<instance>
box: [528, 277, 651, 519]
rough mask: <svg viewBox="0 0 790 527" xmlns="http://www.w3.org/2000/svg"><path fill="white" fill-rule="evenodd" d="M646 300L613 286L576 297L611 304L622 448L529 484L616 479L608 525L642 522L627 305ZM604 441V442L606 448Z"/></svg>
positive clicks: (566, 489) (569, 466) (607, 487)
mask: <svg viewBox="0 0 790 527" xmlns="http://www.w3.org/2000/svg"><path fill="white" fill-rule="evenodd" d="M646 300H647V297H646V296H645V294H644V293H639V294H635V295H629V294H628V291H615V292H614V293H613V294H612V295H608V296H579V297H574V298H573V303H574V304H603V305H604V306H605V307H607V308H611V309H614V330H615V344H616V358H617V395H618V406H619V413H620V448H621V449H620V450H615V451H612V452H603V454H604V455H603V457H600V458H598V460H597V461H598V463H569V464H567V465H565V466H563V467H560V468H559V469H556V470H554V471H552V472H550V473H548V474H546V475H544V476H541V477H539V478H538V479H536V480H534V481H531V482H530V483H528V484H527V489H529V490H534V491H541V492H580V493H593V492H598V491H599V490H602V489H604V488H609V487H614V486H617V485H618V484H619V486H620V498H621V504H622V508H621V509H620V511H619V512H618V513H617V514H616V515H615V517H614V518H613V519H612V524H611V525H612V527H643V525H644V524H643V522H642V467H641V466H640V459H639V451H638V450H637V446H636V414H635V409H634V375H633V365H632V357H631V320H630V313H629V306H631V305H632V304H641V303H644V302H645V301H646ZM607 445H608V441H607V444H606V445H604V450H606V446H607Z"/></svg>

═══

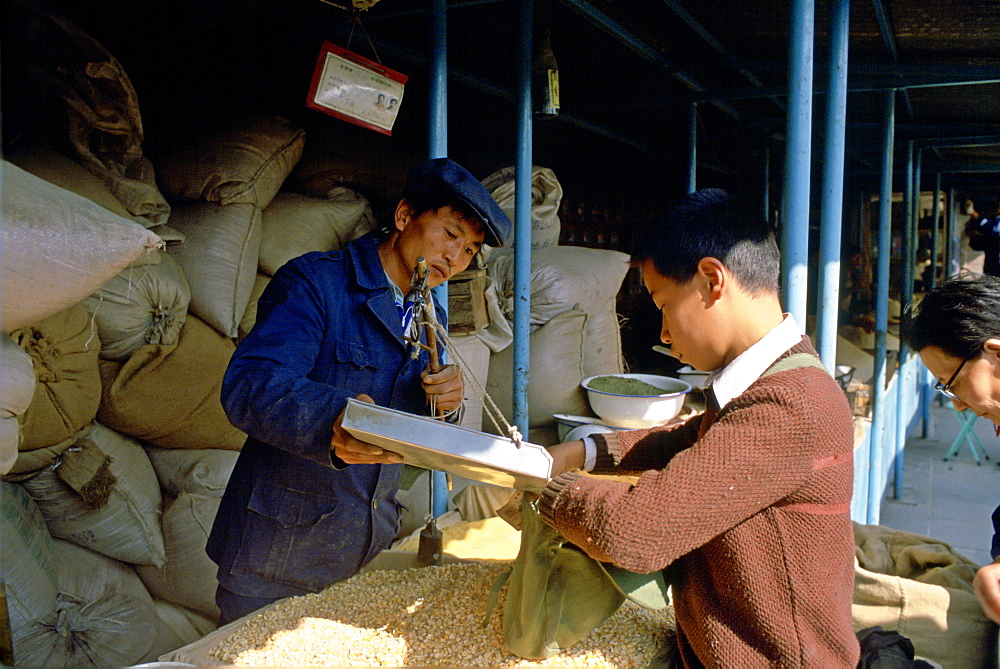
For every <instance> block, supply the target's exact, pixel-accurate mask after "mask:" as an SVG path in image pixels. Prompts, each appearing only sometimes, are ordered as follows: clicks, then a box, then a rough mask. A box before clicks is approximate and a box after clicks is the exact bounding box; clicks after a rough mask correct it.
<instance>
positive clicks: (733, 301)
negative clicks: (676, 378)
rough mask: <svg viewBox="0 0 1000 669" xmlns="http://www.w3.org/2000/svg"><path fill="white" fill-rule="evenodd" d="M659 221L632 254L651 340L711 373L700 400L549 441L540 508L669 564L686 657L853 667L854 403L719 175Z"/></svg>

═══

### Task
Please reproduce the material between the line containing "For every <instance>" and the line containing "negative clicks: (676, 378)", inclusive, with no changes.

### Task answer
For every <instance> block, supply the target's exact, pixel-accurate mask after "mask:" as an SVG path in image pixels. Prompts, each appearing only sometimes, are ordered as follows: clicks, then a box, then a rough mask. A box before clicks is approximate and a box after clicks is the exact bounding box; clicks after a rough mask correct it.
<instance>
positive clicks: (733, 301)
negative clicks: (676, 378)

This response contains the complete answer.